[Pointing dataset records]
_ _ _ _
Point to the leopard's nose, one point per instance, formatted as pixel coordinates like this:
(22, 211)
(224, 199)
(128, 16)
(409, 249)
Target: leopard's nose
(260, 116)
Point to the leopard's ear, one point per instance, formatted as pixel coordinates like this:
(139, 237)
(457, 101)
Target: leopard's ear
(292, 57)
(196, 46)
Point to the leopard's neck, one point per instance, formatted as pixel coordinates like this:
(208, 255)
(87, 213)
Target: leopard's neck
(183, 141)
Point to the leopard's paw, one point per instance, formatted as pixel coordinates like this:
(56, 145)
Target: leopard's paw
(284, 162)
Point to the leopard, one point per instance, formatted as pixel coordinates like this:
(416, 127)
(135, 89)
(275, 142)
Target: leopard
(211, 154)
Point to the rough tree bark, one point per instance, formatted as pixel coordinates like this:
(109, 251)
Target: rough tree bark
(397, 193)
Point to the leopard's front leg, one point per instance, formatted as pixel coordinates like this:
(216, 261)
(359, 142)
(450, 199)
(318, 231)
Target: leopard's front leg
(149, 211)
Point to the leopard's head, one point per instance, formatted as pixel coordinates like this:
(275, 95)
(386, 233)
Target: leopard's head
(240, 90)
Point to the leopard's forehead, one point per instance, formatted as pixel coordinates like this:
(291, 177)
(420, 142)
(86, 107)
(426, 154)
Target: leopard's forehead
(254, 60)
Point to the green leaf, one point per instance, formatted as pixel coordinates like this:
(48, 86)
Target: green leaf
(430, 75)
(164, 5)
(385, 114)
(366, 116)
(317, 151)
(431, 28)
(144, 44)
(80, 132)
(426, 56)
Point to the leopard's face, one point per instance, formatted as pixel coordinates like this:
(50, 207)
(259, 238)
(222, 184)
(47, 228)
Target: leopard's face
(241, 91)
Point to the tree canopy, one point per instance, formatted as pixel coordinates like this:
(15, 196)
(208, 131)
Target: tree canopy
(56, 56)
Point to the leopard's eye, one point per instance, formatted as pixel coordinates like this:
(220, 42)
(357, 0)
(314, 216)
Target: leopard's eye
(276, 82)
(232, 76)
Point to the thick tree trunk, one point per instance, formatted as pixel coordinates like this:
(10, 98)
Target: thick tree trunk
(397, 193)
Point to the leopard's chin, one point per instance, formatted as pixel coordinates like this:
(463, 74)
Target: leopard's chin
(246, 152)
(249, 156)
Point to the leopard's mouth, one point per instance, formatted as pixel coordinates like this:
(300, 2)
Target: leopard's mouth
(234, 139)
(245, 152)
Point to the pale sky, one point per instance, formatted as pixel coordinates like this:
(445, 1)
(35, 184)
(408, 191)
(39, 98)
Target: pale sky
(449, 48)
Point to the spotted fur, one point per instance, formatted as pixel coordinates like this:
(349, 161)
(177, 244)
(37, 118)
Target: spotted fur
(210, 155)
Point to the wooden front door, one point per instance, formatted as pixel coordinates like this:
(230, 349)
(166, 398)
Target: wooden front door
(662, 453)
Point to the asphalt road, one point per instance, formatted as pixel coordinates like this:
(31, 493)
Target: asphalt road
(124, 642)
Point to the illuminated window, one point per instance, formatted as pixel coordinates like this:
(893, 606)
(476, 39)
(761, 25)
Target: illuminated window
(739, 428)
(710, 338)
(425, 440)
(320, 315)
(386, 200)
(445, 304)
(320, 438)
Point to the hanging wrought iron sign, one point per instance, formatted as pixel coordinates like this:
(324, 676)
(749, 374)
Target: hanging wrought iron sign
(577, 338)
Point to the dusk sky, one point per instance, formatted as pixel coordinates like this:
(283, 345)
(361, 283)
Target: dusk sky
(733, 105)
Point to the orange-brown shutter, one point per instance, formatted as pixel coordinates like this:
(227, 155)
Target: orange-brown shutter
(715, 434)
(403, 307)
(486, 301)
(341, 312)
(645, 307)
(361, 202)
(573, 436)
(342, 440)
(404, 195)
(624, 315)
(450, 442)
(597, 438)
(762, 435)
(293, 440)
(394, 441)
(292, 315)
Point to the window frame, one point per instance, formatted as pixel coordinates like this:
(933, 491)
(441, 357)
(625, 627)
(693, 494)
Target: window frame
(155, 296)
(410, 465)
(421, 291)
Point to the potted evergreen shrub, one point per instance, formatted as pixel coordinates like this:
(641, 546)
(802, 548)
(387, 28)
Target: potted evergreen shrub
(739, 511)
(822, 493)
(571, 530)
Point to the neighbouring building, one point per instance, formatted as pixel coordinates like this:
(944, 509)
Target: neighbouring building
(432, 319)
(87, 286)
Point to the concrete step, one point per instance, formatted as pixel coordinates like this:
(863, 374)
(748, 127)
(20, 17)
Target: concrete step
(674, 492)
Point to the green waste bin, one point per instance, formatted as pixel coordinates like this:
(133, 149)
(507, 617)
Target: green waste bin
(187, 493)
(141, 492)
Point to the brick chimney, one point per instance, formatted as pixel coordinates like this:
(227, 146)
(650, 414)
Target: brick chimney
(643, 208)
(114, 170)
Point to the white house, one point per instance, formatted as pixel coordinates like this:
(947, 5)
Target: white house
_ _ _ _
● Work required
Reproduce each entry exactly, leaving out nothing.

● Expected answer
Point to the leopard's nose, one point per instance, formatted as pixel coordinates like this:
(22, 211)
(224, 199)
(128, 16)
(409, 249)
Target: leopard's nose
(260, 116)
Point to the leopard's ear, one point per instance, formatted as pixel coordinates like this:
(139, 237)
(457, 101)
Target: leopard's ear
(292, 57)
(196, 46)
Point to the leopard's neck, one point per instance, formatted as pixel coordinates like this:
(208, 255)
(87, 213)
Target: leopard's neck
(183, 141)
Point to the leopard's paw, one point per instance, formatted as pixel coordinates like this:
(56, 145)
Target: leopard's paw
(284, 162)
Point to the leopard, one point per instance, formatted as pixel coordinates like this:
(416, 127)
(135, 89)
(275, 142)
Target: leopard
(211, 154)
Point to the rough tree bark, one point per instance, formatted as pixel coordinates like this:
(109, 251)
Target: rough tree bark
(397, 193)
Point to the leopard's front leg, one point per instance, formatted as pixel coordinates like this:
(216, 261)
(359, 142)
(450, 199)
(318, 231)
Target: leopard's front leg
(149, 211)
Point to the leopard's head, one point per instance, formatted as pixel coordinates like this:
(275, 95)
(386, 233)
Target: leopard's head
(240, 90)
Point to the leopard's forehead, one point per instance, formatted as pixel coordinates like this:
(291, 177)
(420, 142)
(86, 107)
(426, 154)
Target: leopard's forehead
(254, 60)
Point to the green leaf, one point per instance, formatted as pixel coordinates like this:
(48, 86)
Target: green leaf
(430, 75)
(164, 5)
(385, 114)
(366, 116)
(317, 151)
(431, 28)
(144, 44)
(80, 132)
(426, 56)
Point to the leopard's face, one point per instance, formatted as pixel coordinates like this:
(50, 207)
(259, 238)
(222, 184)
(47, 228)
Target: leopard's face
(241, 91)
Point to the tree canopy, one point per instance, formatted as pixel coordinates like this:
(15, 196)
(208, 131)
Target: tree canopy
(56, 56)
Point to the leopard's eye, one point per instance, formatted as pixel coordinates like this:
(220, 42)
(357, 0)
(314, 216)
Target: leopard's eye
(276, 82)
(232, 76)
Point to the thick tree trunk, one point per instance, formatted as pixel coordinates like this:
(10, 98)
Target: thick tree trunk
(397, 193)
Point to the leopard's chin, one point per instance, formatted as pixel coordinates like this:
(463, 74)
Target: leopard's chin
(246, 152)
(249, 156)
Point to the leopard's mouth, one point per instance, formatted as pixel coordinates like this:
(300, 2)
Target: leopard's mouth
(234, 139)
(245, 152)
Point to the pale sky, one point per instance, formatted as pixel coordinates like this:
(445, 1)
(35, 184)
(408, 191)
(39, 98)
Target: pale sky
(449, 48)
Point to the spotted fur, one point per instance, formatted as pixel coordinates like this:
(349, 161)
(177, 244)
(37, 118)
Target: spotted fur
(210, 155)
Point to the wooden front door, one point per instance, formatted as pixel coordinates like this:
(230, 349)
(166, 398)
Target: wooden front door
(662, 453)
Point to the asphalt road, one point per instance, formatted as pixel coordinates like this:
(31, 493)
Target: asphalt road
(124, 642)
Point to the illuminated window, one point per instance, formatted as pixel coordinates like this:
(893, 606)
(476, 39)
(761, 25)
Target: illuminated window
(739, 428)
(710, 338)
(425, 440)
(320, 315)
(386, 200)
(445, 304)
(320, 438)
Point to the hanging wrought iron sign, one point per instance, formatted as pixel coordinates like this:
(324, 676)
(749, 374)
Target: hanging wrought iron sign
(577, 338)
Point to the dusk sky, one point per instance, formatted as pixel coordinates like this:
(283, 345)
(361, 283)
Target: dusk sky
(733, 105)
Point to the orange-brown shutter, one point per instance, formatted as pixel coordinates like this:
(227, 155)
Target: orange-brown shutter
(715, 434)
(403, 307)
(486, 301)
(341, 312)
(645, 307)
(361, 202)
(573, 436)
(342, 440)
(404, 195)
(624, 315)
(450, 442)
(597, 438)
(762, 435)
(293, 440)
(394, 441)
(292, 315)
Point to the window frame, one point per instance, formatted as pixel coordinates like this:
(933, 491)
(441, 357)
(625, 627)
(693, 494)
Target: window frame
(155, 296)
(410, 465)
(421, 291)
Point to the potted evergreen shrub, one point per instance, formatted as pixel coordinates like this:
(641, 546)
(802, 548)
(387, 28)
Target: potted evergreen shrub
(739, 511)
(822, 493)
(571, 530)
Point to the neighbouring building, one point per instance, formatted as pixel coordinates like this:
(944, 509)
Target: neighbouring building
(432, 319)
(87, 286)
Point to the concrete step, one point per instance, formatted as pixel coordinates like this:
(863, 374)
(748, 127)
(20, 17)
Target: concrete step
(674, 492)
Point to the green waste bin, one point per instance, formatted as pixel coordinates like this:
(133, 149)
(507, 617)
Target: green waste bin
(187, 493)
(141, 492)
Point to the brick chimney, one point per instance, formatted as pixel coordinates like this:
(227, 146)
(650, 414)
Target: brick chimney
(643, 208)
(114, 170)
Point to the white house, one point per instance, formatted as pixel coordinates like this:
(947, 5)
Target: white house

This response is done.